Dataset records:
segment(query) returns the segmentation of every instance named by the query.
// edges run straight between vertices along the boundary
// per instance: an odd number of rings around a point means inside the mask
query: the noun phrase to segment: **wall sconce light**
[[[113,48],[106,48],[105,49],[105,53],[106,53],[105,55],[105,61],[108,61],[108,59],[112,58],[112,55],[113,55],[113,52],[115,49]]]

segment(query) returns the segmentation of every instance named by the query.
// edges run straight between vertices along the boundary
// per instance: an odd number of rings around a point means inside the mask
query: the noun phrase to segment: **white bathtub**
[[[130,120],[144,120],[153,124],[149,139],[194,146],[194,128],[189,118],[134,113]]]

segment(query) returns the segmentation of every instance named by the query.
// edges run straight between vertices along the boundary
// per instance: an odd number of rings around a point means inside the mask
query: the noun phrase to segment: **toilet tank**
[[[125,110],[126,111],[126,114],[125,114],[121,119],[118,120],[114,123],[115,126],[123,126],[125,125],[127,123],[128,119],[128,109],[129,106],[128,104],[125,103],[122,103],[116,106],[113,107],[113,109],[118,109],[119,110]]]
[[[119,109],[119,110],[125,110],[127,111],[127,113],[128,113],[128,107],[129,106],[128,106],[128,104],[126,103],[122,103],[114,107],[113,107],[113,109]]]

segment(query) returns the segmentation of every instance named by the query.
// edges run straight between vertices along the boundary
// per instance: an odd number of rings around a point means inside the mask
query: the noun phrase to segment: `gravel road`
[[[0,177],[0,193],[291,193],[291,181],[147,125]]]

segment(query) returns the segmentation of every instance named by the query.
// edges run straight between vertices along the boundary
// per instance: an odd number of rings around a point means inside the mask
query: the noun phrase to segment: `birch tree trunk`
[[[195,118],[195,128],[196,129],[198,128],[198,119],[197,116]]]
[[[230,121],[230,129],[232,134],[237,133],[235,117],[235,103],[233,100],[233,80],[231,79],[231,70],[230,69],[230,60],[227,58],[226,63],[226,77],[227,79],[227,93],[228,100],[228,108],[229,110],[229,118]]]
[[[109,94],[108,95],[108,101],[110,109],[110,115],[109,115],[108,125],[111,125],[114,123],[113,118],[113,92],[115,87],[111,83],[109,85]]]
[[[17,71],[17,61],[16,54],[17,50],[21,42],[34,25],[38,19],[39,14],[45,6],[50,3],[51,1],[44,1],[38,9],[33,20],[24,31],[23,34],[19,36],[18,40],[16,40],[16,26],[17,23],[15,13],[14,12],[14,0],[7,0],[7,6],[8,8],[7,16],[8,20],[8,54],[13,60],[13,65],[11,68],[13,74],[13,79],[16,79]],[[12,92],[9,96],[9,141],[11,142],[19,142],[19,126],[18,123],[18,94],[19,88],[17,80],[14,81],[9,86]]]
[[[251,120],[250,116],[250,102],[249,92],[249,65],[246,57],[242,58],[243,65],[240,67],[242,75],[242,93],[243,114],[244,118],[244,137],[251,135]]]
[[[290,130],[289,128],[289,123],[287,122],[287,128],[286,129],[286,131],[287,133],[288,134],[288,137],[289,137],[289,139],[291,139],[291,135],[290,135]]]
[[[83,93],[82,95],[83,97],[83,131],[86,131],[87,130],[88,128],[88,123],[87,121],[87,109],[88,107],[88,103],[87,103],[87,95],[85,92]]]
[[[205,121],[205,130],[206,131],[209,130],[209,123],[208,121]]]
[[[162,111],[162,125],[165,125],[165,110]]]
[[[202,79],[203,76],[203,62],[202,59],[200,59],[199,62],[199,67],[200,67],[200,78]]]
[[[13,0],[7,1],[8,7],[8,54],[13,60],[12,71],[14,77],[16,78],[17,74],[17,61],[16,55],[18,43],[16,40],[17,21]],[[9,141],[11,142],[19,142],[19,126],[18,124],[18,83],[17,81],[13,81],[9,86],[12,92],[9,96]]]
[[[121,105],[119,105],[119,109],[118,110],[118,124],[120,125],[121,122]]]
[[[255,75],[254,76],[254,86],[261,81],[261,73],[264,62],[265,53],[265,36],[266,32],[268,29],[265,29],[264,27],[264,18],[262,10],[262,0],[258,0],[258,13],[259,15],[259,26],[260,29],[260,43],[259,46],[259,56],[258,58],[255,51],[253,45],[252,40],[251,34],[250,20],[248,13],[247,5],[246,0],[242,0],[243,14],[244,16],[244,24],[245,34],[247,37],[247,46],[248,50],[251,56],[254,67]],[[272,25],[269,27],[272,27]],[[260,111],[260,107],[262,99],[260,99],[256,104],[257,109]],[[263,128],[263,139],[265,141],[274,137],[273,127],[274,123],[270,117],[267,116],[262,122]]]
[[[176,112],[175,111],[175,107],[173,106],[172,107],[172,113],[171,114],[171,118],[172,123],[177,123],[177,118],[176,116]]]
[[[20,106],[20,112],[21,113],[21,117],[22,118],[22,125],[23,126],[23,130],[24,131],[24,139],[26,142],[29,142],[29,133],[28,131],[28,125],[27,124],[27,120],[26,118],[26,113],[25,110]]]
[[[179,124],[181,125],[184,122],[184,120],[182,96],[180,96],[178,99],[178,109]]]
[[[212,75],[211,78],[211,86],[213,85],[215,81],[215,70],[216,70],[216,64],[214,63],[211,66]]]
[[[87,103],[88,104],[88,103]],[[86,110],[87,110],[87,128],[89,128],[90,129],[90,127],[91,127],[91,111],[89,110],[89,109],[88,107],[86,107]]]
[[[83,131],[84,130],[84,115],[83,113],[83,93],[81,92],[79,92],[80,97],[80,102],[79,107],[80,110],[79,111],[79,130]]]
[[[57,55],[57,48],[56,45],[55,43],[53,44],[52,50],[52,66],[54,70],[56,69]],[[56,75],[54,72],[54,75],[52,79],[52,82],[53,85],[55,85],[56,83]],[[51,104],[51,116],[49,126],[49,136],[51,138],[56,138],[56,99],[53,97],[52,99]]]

What is required: Rewrite every line of the records above as a numbered list, leaving out the blank lines.

Exercise answer:
1. segment(query) returns the segmentation of every instance named by the query.
2. // edges run straight between vertices along the boundary
3. // per instance: an odd number of rings around a point means inside the mask
4. query: the noun phrase to segment: **wall sconce light**
5. [[[113,48],[106,48],[105,49],[105,53],[106,53],[105,55],[105,61],[108,61],[108,59],[112,58],[112,55],[113,55],[113,52],[115,49]]]
6. segment(query) returns the segmentation of every instance named by the query.
7. // edges run straight between vertices along the boundary
8. // per instance: an odd number of rings around a point means inside the mask
9. query: the noun phrase to segment: **white bathtub**
10. [[[130,120],[144,120],[153,124],[149,139],[194,146],[194,128],[189,118],[134,113]]]
11. segment(query) returns the segmentation of every instance named by the query.
12. // edges run straight between vertices along the boundary
13. // per instance: an odd number of rings around a point means inside the mask
14. query: the noun phrase to segment: **toilet tank**
15. [[[125,110],[126,111],[126,114],[125,114],[121,119],[118,120],[114,123],[115,126],[123,126],[125,125],[127,123],[128,119],[128,109],[129,106],[128,104],[125,103],[122,103],[116,106],[113,107],[113,109],[118,109],[119,110]]]
16. [[[119,109],[119,110],[125,110],[127,111],[127,113],[128,113],[128,107],[129,106],[128,106],[128,104],[126,103],[122,103],[114,107],[113,107],[113,109]]]
17. segment(query) returns the segmentation of every instance named by the query.
18. // edges run straight between vertices along the boundary
19. // per instance: an odd number of rings around a point means inside the mask
20. query: the noun phrase to segment: `gravel road`
21. [[[0,177],[0,193],[291,193],[291,181],[147,125]]]
22. segment(query) returns the segmentation of every instance named by the query.
23. // edges run straight between vertices along the boundary
24. // per instance: an odd number of rings around a point means inside the mask
25. query: the noun phrase to segment: `birch tree trunk`
26. [[[195,118],[195,128],[196,129],[198,128],[198,119],[197,116]]]
27. [[[230,121],[230,129],[232,134],[237,133],[235,117],[235,103],[233,100],[233,80],[231,79],[231,70],[230,69],[230,60],[227,58],[226,63],[226,77],[227,79],[227,93],[228,100],[228,108],[229,110],[229,118]]]
28. [[[109,94],[108,95],[108,101],[110,109],[110,115],[109,115],[108,125],[111,125],[114,123],[113,118],[113,92],[115,87],[111,83],[109,85]]]
29. [[[17,71],[17,61],[16,54],[17,50],[21,42],[34,25],[38,19],[39,14],[45,6],[50,3],[51,1],[44,1],[38,9],[33,20],[24,31],[23,34],[19,36],[18,40],[16,40],[16,26],[17,23],[15,13],[14,12],[14,0],[7,0],[7,6],[8,8],[7,16],[8,20],[8,54],[13,60],[13,65],[11,68],[13,74],[13,79],[16,79]],[[12,92],[9,96],[9,141],[11,142],[19,142],[19,126],[18,123],[18,94],[19,88],[17,80],[14,81],[9,86]]]
30. [[[251,120],[250,116],[250,102],[249,92],[249,65],[246,57],[242,58],[243,65],[240,67],[242,75],[242,93],[243,114],[244,118],[244,137],[251,135]]]
31. [[[290,130],[289,128],[289,123],[287,122],[287,128],[286,129],[286,131],[287,133],[288,134],[288,137],[289,137],[289,139],[291,139],[291,135],[290,135]]]
32. [[[83,93],[82,95],[83,97],[83,131],[86,131],[87,130],[88,128],[88,123],[87,121],[87,109],[88,107],[88,103],[87,103],[87,95],[85,92]]]
33. [[[205,121],[205,130],[206,131],[209,130],[209,123],[208,121]]]
34. [[[162,111],[162,125],[165,125],[165,110]]]
35. [[[202,79],[203,76],[203,62],[202,59],[200,59],[199,62],[199,67],[200,67],[200,78]]]
36. [[[13,0],[7,1],[8,7],[8,54],[13,60],[12,71],[14,77],[16,78],[17,74],[17,61],[16,55],[18,43],[16,40],[17,21]],[[9,141],[11,142],[19,142],[19,126],[18,124],[18,83],[17,81],[13,81],[9,86],[12,92],[9,96]]]
37. [[[121,105],[119,105],[119,109],[118,110],[118,124],[120,125],[121,122]]]
38. [[[255,75],[254,76],[254,86],[261,81],[261,73],[264,62],[265,53],[265,36],[266,32],[268,29],[265,29],[264,27],[264,18],[262,10],[262,0],[258,0],[258,13],[259,15],[259,26],[260,29],[260,43],[259,46],[259,56],[258,58],[255,51],[253,45],[252,40],[251,34],[250,20],[248,13],[247,5],[246,0],[242,0],[243,14],[244,16],[244,24],[245,34],[247,37],[247,46],[248,50],[251,56],[254,67]],[[272,25],[269,27],[272,27]],[[260,111],[260,107],[262,99],[260,99],[256,104],[257,109]],[[263,128],[263,139],[265,141],[274,137],[273,127],[274,123],[270,117],[267,116],[262,122]]]
39. [[[176,112],[175,111],[175,107],[173,106],[172,107],[172,113],[171,114],[171,118],[172,123],[177,123],[177,118],[176,116]]]
40. [[[20,106],[20,112],[21,113],[21,117],[22,118],[22,125],[23,126],[23,130],[24,131],[24,139],[26,142],[29,142],[29,133],[28,131],[28,125],[27,124],[27,120],[26,118],[26,113],[25,110]]]
41. [[[179,124],[181,125],[184,122],[184,120],[182,96],[180,96],[178,99],[178,109]]]
42. [[[212,75],[211,78],[211,86],[213,85],[215,81],[215,70],[216,70],[216,64],[214,63],[211,66]]]
43. [[[87,103],[88,104],[88,103]],[[86,110],[87,110],[87,128],[89,128],[90,129],[90,127],[91,127],[91,111],[89,110],[89,109],[88,107],[86,107]]]
44. [[[83,131],[84,130],[84,115],[83,113],[83,93],[81,92],[79,92],[80,97],[80,102],[79,107],[80,110],[79,111],[79,130]]]
45. [[[57,55],[57,48],[56,45],[55,43],[53,44],[52,50],[52,66],[54,70],[56,69]],[[56,75],[54,72],[54,75],[52,79],[52,82],[53,85],[55,85],[56,83]],[[51,104],[51,116],[49,126],[49,136],[51,138],[56,138],[56,99],[53,97],[52,99]]]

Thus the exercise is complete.